Exercise goal:
Reproduce the items below word for word, starting at their first line and ending at the line that contains "Outline every instance".

Records for this exercise:
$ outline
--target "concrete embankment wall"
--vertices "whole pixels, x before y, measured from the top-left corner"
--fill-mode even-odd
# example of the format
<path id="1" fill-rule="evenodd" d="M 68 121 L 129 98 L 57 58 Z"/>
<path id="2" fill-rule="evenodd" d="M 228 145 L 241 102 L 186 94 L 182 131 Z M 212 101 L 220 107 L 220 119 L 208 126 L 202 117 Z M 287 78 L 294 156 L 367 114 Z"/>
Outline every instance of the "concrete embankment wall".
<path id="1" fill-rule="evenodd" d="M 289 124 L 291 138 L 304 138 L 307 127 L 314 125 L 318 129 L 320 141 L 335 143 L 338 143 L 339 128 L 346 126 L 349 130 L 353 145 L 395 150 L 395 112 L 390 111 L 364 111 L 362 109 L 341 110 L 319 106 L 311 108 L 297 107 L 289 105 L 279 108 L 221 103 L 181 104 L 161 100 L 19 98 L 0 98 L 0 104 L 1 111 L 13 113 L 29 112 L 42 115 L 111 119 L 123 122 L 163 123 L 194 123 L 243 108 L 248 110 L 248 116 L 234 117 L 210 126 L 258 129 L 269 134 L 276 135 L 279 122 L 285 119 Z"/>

Solution to this task:
$ outline
--target "concrete embankment wall"
--vertices "whole pixels, x before y, measured from the top-left corner"
--fill-mode even-odd
# example of the format
<path id="1" fill-rule="evenodd" d="M 68 121 L 129 98 L 57 58 Z"/>
<path id="2" fill-rule="evenodd" d="M 228 145 L 241 102 L 186 94 L 182 131 Z M 212 101 L 220 107 L 220 119 L 208 126 L 202 117 Z M 287 78 L 294 156 L 367 114 Z"/>
Outline every instance of the "concrete embankment wall".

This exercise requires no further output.